Sorting out couples’ differences in spending is crucial to saving marriages
by Susan Trausch
Couples and money – it doesn’t get much hotter than that.
He spends. She doesn’t.
She manages the finances. He thinks she’s a control freak.
He wants to buy the kid a car. She says the kid should work for it.
Money is what they fight about, but the real problem is they’ve never learned to talk about it.
“The number one cause of divorce is money – sex is a distant second,” says George Kinder, who runs Kinder Financial Services in Cambridge, a financial planning firm that helps people work out their psychological attitudes toward money, along with their budgets. “Money is about identity, and identities clash. People need to learn how to listen to each other.”
Robin Carter, who runs MoneySense, a financial counseling service in Newburyport that often works with couples, says she has a client who lost his shirt in the stock market but was afraid to tell his wife. Another man, who was in charge of the family finances, ran up $60,000 on his credit cards, and never told his wife because he didn’t want to worry her or deny her anything.

Rows>
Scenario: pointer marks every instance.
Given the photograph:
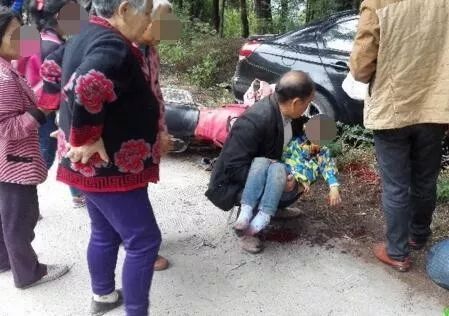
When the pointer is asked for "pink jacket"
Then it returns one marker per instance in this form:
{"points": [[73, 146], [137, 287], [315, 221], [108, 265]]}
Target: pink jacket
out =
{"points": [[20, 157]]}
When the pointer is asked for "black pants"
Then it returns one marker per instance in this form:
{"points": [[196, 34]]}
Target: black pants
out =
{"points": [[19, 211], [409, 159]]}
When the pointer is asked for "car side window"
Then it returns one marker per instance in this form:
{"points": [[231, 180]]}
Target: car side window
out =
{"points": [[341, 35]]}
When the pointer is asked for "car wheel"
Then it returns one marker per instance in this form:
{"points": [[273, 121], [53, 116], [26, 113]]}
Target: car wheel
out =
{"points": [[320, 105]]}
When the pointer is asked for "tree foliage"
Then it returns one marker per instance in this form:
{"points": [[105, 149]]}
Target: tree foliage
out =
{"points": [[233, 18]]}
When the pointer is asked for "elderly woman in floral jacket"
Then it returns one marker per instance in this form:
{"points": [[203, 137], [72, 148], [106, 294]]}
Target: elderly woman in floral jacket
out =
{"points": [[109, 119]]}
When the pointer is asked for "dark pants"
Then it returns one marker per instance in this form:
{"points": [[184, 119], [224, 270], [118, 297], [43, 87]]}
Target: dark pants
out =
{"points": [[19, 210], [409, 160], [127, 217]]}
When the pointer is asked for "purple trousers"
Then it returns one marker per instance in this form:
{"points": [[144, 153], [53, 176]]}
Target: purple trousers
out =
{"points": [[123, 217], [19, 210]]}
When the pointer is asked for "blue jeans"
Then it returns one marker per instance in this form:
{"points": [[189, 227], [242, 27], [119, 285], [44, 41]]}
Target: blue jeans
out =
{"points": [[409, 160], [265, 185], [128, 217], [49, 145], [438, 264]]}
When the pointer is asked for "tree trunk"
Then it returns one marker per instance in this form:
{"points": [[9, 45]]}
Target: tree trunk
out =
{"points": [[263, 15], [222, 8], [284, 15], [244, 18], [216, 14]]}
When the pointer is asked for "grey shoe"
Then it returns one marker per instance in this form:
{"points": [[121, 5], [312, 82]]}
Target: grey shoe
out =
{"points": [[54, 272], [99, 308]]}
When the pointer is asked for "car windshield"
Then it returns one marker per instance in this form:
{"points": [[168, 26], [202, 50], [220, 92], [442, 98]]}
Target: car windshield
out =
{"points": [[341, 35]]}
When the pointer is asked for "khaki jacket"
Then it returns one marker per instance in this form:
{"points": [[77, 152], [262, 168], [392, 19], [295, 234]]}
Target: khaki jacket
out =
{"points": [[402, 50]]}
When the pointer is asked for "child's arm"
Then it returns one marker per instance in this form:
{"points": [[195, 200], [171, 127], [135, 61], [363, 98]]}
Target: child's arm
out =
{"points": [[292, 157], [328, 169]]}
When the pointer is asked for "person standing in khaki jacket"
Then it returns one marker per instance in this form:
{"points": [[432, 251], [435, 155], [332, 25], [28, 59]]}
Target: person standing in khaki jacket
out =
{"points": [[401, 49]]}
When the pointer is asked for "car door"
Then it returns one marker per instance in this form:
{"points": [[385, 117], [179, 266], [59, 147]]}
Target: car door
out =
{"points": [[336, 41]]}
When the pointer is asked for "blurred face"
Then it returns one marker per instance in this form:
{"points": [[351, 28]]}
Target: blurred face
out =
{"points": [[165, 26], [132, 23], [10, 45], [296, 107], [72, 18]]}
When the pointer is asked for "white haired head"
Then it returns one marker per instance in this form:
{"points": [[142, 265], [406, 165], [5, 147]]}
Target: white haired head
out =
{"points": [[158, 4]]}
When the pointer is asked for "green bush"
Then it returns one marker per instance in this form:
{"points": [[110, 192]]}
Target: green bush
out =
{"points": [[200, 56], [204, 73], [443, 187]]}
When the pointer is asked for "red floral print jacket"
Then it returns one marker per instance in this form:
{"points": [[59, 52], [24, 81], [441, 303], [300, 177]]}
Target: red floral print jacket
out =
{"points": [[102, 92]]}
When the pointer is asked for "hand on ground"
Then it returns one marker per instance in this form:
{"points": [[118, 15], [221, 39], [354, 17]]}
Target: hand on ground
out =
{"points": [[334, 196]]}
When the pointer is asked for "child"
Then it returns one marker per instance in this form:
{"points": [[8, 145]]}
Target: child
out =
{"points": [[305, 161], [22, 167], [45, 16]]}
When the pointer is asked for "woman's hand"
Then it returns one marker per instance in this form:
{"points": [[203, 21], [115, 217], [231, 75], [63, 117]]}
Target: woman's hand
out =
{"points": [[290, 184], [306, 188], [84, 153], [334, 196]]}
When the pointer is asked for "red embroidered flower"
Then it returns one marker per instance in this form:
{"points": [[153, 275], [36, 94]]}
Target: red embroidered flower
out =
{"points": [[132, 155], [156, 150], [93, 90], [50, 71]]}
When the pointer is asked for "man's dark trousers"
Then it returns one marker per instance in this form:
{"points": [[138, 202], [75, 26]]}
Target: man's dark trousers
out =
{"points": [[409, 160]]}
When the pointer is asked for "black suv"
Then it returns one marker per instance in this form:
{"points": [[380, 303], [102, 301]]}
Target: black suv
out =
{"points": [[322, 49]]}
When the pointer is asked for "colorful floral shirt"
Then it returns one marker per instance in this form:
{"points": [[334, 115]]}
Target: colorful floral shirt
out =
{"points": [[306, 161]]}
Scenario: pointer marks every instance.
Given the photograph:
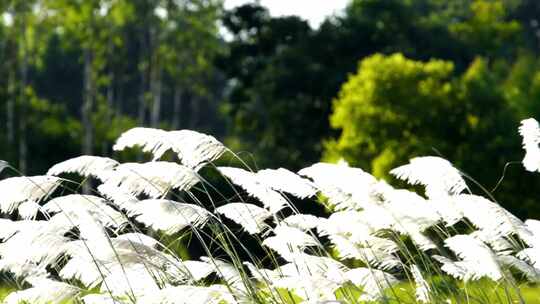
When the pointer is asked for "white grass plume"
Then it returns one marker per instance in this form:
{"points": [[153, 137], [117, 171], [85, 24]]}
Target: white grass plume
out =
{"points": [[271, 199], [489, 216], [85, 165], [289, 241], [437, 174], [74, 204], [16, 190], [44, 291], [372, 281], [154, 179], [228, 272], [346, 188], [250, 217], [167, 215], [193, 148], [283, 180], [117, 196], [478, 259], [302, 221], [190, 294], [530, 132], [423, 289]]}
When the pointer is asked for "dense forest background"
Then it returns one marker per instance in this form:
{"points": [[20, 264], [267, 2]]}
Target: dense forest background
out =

--

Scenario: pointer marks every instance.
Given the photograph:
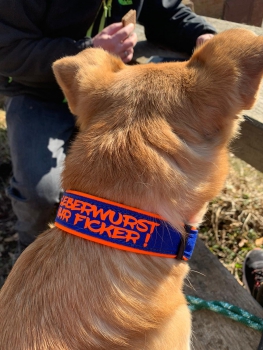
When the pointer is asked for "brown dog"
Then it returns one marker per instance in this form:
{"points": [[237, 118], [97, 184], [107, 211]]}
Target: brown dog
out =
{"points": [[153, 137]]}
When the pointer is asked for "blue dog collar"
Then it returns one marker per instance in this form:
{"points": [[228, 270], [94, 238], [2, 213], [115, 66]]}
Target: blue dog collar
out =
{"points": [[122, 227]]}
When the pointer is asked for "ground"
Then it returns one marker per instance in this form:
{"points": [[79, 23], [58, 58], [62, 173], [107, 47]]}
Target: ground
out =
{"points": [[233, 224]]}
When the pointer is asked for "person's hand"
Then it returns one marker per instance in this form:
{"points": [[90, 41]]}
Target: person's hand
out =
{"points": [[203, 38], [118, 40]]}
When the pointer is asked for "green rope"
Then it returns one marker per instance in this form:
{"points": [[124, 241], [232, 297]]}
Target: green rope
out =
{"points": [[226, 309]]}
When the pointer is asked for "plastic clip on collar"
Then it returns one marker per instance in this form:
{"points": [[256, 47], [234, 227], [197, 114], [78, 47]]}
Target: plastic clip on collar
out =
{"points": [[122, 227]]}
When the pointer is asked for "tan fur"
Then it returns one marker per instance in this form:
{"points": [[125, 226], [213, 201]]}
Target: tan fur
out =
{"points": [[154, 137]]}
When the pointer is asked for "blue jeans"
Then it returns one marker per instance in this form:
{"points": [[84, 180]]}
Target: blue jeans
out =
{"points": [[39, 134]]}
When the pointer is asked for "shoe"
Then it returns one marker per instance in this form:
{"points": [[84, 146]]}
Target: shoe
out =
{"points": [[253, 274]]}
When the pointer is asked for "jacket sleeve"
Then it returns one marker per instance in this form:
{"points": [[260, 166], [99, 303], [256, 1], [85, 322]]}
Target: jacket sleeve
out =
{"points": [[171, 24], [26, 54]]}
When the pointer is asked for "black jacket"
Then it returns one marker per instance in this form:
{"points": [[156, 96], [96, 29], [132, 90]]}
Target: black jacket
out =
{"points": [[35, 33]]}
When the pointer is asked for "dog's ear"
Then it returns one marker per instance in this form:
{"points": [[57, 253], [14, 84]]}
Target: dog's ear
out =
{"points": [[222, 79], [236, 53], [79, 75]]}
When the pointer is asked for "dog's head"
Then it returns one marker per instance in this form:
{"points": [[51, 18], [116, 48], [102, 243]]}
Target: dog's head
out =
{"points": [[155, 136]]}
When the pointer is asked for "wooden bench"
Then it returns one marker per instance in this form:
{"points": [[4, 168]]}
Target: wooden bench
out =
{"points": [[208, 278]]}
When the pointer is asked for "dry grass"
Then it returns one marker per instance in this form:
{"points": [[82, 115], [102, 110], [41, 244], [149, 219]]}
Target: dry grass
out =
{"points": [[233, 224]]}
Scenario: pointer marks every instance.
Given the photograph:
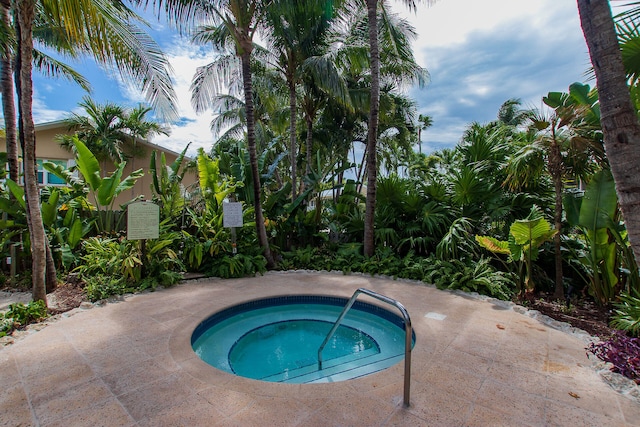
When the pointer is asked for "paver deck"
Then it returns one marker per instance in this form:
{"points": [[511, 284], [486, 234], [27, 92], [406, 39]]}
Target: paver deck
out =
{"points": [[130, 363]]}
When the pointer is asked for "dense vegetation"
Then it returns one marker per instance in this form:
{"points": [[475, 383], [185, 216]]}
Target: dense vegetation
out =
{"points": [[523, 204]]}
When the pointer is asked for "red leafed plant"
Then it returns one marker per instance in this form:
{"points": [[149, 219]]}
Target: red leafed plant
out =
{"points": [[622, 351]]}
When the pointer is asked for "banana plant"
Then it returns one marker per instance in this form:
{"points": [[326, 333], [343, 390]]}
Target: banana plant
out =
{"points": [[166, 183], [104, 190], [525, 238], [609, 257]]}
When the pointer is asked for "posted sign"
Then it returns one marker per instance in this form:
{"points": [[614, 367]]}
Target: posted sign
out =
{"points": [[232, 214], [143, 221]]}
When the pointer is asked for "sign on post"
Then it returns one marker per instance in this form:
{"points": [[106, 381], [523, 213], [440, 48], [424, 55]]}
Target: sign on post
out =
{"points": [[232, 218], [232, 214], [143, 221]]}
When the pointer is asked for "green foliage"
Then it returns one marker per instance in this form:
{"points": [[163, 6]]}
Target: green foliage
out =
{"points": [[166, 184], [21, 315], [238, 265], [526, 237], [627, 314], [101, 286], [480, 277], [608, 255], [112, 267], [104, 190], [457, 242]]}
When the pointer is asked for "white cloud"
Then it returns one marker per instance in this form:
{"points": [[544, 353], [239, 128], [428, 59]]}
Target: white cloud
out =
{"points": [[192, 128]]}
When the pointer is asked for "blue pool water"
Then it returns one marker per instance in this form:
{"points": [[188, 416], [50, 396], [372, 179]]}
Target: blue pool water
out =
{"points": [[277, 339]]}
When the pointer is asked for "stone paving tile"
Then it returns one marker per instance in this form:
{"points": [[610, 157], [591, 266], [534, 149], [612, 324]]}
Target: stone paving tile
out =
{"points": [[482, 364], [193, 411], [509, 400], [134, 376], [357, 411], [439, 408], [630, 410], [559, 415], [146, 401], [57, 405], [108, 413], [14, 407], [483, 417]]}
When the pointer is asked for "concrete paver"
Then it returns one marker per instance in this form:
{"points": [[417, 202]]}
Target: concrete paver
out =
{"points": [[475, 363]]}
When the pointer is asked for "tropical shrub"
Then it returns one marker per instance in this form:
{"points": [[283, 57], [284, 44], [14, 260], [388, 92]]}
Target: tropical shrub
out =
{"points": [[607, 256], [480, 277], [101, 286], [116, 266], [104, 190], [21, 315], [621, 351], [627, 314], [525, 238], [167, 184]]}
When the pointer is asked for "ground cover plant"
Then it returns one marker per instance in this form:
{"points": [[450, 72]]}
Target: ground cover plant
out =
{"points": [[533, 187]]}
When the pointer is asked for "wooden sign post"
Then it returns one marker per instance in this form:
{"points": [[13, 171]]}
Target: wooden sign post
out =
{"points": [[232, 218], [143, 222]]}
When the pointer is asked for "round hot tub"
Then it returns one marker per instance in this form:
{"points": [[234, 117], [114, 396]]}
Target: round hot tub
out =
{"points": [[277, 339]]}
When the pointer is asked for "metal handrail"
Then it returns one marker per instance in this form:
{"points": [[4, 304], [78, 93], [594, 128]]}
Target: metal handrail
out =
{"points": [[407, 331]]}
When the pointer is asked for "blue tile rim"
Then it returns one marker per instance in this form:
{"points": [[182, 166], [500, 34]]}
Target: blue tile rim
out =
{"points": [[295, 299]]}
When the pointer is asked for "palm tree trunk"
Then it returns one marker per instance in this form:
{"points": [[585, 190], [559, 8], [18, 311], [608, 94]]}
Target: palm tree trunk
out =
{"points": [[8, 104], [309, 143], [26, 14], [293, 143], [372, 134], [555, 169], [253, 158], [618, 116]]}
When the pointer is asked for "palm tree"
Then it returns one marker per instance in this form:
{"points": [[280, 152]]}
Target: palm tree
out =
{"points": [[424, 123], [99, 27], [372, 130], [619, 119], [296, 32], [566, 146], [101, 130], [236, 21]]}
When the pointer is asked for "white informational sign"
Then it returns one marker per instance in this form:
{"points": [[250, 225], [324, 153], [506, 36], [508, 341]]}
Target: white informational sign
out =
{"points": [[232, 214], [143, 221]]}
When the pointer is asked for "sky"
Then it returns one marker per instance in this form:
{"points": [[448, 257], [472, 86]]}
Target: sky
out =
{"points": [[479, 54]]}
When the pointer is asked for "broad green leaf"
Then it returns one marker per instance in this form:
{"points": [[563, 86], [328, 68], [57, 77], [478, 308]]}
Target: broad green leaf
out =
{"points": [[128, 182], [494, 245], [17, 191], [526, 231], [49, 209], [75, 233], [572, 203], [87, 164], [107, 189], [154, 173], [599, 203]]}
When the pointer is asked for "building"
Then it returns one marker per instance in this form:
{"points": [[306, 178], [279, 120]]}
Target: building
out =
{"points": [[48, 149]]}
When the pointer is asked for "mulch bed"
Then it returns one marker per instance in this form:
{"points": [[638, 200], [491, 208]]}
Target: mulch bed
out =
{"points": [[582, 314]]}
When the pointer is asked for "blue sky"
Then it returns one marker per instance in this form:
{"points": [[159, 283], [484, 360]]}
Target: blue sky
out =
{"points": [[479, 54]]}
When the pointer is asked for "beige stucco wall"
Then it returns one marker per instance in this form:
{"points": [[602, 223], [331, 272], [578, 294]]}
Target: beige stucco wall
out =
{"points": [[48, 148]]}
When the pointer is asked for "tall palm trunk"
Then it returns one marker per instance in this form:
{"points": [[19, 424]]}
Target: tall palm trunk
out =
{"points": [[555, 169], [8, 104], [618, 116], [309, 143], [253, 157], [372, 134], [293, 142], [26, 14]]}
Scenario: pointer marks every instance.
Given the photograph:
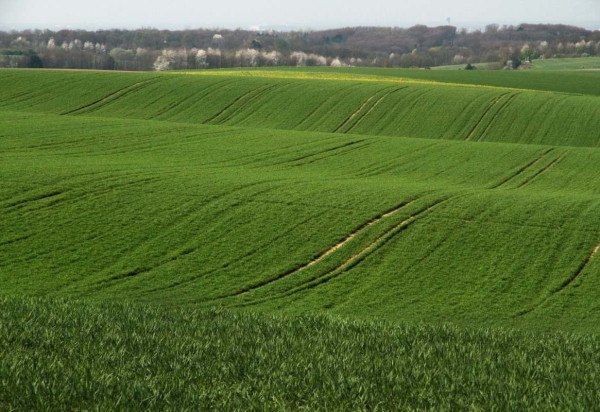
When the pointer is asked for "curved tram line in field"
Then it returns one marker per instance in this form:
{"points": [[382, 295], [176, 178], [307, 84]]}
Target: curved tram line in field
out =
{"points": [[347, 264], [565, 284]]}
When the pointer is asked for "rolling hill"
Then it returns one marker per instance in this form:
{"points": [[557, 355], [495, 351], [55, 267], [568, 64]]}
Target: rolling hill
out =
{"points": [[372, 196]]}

Exercises>
**a.** Please gather every line in the rows that contains the string "woman" and copy each one.
**b.** Resume the article on couples and money, starting right after its last sentence.

Expected results>
**a.**
When the pointer is asked for "elderly woman in floral jacket"
Target: elderly woman in floral jacket
When the pointer is asked for "woman's hand"
Target: woman's hand

**b.**
Carter says when a spouse learns about such secrets, it’s “like having a partner coming in and telling you that he was having an affair. The first question you ask is, `Is it over?’ If a person is willing to recognize the seriousness of the breach, then you can talk and start to work it out.”
She notes that not only do people have trouble talking about money, but they may be attracted to the very spending attitude that will eventually drive them crazy. “We are attracted to people who give us permission to do what we want to do, and who take care of us,” says Carter. She described a couple who got together because the man was loose and fun with money, which made the woman carefree and happy. But she was a worrier at heart and couldn’t sustain the joie de vivre after they were married. Carter describes her as “borderline obsessive” about saving.
Carter helped them work out a budget, and they signed a contract with each other, agreeing to pay the bills on time and to set so much aside for fun – $400 a year for dining out, a manageable country-club membership, and a cap on discretionary spending.
“They needed to give each other latitude so that one person wasn’t feeling controlled by the other,” Carter says.
That issue of control is often the cracking point in a relationship, and sends couples to a divorce lawyer or mediator to guide them through a split.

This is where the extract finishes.